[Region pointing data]
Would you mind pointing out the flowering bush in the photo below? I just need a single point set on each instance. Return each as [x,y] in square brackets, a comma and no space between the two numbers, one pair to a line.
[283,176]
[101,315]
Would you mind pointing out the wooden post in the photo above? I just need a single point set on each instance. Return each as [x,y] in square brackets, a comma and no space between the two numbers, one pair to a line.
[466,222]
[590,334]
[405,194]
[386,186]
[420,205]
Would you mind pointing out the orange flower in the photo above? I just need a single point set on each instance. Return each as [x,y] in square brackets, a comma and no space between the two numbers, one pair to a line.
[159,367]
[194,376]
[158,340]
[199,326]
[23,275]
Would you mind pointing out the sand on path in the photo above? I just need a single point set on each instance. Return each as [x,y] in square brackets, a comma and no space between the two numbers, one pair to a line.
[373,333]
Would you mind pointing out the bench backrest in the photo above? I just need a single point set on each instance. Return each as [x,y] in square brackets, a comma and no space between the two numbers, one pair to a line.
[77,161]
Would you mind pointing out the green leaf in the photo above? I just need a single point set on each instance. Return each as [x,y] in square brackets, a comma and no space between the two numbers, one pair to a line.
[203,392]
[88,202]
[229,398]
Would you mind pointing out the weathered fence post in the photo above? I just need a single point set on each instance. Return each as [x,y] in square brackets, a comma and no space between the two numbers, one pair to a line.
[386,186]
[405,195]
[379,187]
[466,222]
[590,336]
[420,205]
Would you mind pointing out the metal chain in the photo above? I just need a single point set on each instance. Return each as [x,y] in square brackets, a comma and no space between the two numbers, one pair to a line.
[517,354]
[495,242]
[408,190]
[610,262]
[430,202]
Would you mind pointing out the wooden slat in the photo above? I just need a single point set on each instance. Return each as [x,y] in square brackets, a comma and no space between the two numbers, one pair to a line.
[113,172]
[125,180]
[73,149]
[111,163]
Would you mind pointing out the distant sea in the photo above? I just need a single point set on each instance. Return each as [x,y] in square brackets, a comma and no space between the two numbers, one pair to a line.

**What you will do:**
Without changing a word, write out each entry again.

**Task response:**
Would you mind pointing out the flowering bush in the photo below? I just need a single point set on each instance. Return each as [x,y] in square brackets, a comma and no space between the two numbers, one pair to a line.
[283,176]
[101,315]
Would you mind pointing out the wooden post in the photo above? I just need a single point set on each instance. Return each as [x,y] in square brackets, a comma and no space between the two numbers, one pair to a line.
[466,222]
[590,334]
[405,194]
[386,186]
[420,205]
Would you mind pointing out the orange flower in the photo above? I just need a single point set on each instance. Return each as [x,y] in square brackets, a comma and no space between the two numbers, one pair to a line.
[159,367]
[194,376]
[158,340]
[199,326]
[23,275]
Would you mind pointing out the sand on path in the photo above? I just need a single point set on each instance. Return each as [x,y] in square brackets, a comma and no space between the two numbers, one pair to a line.
[373,333]
Would you mind pointing out the bench backrest in the photo above? I just need a single point set on each instance. Return each as [x,y] in square brackets, a comma and no space between the two numbers, one pair to a line.
[77,161]
Would you mind pointing out the green leaf in the photo above? I just need a single point set on each instance. Return each as [x,y] in square brackets, a comma and no space between the two numbers, one pair to a line.
[203,392]
[88,202]
[229,398]
Would you mind pointing out the weathered fence post in the photo above? I just need a single point set on each instance. Return each as [x,y] in square brackets, a comma and no space between the two numbers, one pair to a line.
[386,186]
[405,195]
[379,187]
[466,222]
[590,336]
[420,205]
Would you mind pointing out the metal chain in the photo above? I just need a single point set on each instance. Return each as [x,y] in square brackets, a comma and no space between the two numbers, one pair to a line.
[517,354]
[495,242]
[408,190]
[610,262]
[430,202]
Would you mind pointing out the wooden slat in the photo above? I just need a single point set on each instance. Return each as [x,y] in square brackets, a comma and no space between the two numbers, one pair to a line.
[113,172]
[125,180]
[73,149]
[111,163]
Would you mind pointing out the distant sea in the photo above? I just need a single point set on each instance. Return each as [x,y] in square brackets, a comma and no space between the two numbers, one pair to a line.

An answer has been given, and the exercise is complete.